▶ **YOUR ASSIGNMENT**
Search the entries below for the word "window", then copy each line in which it is found.

(Excerpts from a dataset)

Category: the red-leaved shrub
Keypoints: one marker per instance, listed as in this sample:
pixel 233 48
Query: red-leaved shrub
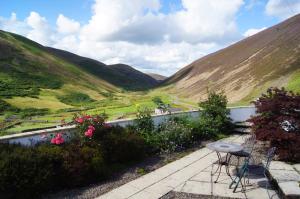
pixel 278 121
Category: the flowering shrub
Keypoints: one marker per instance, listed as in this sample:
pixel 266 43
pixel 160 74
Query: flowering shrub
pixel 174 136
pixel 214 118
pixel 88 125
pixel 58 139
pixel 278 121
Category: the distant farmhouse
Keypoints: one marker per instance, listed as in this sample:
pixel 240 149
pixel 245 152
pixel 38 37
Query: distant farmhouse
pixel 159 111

--

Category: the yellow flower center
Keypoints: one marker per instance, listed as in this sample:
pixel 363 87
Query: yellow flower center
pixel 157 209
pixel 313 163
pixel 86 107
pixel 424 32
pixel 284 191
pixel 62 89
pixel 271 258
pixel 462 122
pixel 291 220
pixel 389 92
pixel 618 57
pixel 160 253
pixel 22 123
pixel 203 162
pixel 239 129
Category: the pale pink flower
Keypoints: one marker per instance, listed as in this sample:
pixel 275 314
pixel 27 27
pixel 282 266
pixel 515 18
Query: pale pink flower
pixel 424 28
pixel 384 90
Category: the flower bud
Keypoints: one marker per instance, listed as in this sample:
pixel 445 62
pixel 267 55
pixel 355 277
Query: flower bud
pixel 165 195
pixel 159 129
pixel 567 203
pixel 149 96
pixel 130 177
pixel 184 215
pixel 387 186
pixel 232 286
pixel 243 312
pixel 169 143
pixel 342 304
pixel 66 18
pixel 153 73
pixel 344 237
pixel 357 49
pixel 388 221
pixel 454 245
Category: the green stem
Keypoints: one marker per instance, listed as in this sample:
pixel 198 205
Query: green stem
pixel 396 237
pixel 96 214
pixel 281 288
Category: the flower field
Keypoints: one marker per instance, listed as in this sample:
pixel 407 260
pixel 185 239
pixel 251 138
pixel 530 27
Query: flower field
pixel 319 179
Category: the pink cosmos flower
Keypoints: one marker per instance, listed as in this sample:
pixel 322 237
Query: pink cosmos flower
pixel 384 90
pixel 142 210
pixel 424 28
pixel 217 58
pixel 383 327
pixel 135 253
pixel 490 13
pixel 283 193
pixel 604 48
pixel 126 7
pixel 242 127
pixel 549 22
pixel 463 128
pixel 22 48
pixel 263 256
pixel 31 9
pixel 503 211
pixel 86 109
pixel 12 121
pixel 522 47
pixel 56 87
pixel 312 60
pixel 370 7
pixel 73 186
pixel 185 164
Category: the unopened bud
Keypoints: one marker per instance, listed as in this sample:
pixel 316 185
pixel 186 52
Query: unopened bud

---

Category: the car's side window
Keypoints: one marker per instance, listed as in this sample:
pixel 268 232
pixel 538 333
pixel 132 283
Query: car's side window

▶ **FINISHED TASK**
Category: the car's side window
Query: car's side window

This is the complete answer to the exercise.